__SET PROBLEM__:
Find the line containing "of the black". Reproduce it and every line after it up to the end of the records, exactly as written.

::: PROVIDED RECORDS :::

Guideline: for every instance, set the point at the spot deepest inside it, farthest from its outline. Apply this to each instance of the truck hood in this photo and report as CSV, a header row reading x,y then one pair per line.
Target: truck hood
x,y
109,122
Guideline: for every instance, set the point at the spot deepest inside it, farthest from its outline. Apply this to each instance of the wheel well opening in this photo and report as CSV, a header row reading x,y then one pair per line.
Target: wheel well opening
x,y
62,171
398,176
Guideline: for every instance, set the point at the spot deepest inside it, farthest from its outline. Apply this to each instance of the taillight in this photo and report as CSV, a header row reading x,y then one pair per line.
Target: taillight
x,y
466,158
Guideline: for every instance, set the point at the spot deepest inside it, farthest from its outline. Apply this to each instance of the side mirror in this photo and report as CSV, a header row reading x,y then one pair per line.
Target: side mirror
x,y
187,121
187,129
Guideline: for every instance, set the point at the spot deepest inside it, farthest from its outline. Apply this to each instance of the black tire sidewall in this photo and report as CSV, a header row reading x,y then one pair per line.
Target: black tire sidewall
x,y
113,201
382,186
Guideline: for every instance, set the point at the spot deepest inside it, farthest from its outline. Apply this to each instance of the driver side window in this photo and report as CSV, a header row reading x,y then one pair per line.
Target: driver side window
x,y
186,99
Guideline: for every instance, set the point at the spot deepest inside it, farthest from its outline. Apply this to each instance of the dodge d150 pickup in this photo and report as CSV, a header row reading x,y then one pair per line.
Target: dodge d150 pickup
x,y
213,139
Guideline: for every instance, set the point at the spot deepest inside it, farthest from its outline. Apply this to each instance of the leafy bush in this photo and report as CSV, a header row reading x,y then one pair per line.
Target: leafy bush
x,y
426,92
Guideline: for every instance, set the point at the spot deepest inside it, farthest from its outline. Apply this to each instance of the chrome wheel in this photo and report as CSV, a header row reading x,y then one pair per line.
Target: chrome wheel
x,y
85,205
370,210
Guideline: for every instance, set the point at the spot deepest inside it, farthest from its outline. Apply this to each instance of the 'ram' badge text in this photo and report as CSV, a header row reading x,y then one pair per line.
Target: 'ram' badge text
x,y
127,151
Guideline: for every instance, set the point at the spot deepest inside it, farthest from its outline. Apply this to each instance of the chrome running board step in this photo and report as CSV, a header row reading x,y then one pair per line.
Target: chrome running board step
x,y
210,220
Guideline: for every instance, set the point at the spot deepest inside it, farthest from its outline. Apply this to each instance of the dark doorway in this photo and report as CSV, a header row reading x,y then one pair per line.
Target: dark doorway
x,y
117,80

:::

__RESULT__:
Guideline: for every instance, set the point at the spot deepest inside it, farthest from its outline. Apply this to each instance of the black tire sidewall in this photo and report as CSV, a header row reading x,y then one pair per line.
Target: black tire sidewall
x,y
113,201
382,186
Guideline: for every instance, set the point at the spot deepest inside it, farthest from its outline. Apply this to each instance of the driver side window in this photo and report as CSV, a header row reading x,y then one pair per line.
Target: driver side window
x,y
186,99
Guideline: for every instance, set the point at the spot deepest inside it, farthest from its outline. Apply this to each instance of the dodge d150 pickup in this photo and report as CSV, a header row reading x,y then one pair per line.
Target: dodge d150 pickup
x,y
213,139
Guideline: for every instance, set the point at the spot deepest inside it, farthest from its outline. Apply this to each instance of the leafy bush in this photo and report as CSV, a header row reading x,y then one pair per line.
Target: leafy bush
x,y
426,92
Guideline: for every instance, set the point at the spot deepest inside it, farthest from its outline. Apply this to each instance of the chrome wheel in this photo and report as CSV, a header row reading x,y then one pair per line.
Target: chrome wheel
x,y
85,205
370,210
Guideline: for every instance, set the point at the spot deepest inside it, farthest from its outline. Apply this to each instance of the 'ram' badge text in this photo and report as CSV, a header row reading x,y then one pair per line.
Target: 'ram' badge text
x,y
127,151
Guideline: for every instance, set the point at the spot deepest inside it, farthest from its outline. Apply this to each instance of the chrome running board step in this photo and report as CSV, a header row reading x,y then one pair per line.
Target: chrome running board step
x,y
210,220
Guideline: for every instance, set the point at the spot deepest inside it, farthest from its outline. Apply this to each instance of the dark doorway in this photo and report as CSV, a header row reading x,y then one pair per line.
Target: dark doorway
x,y
117,80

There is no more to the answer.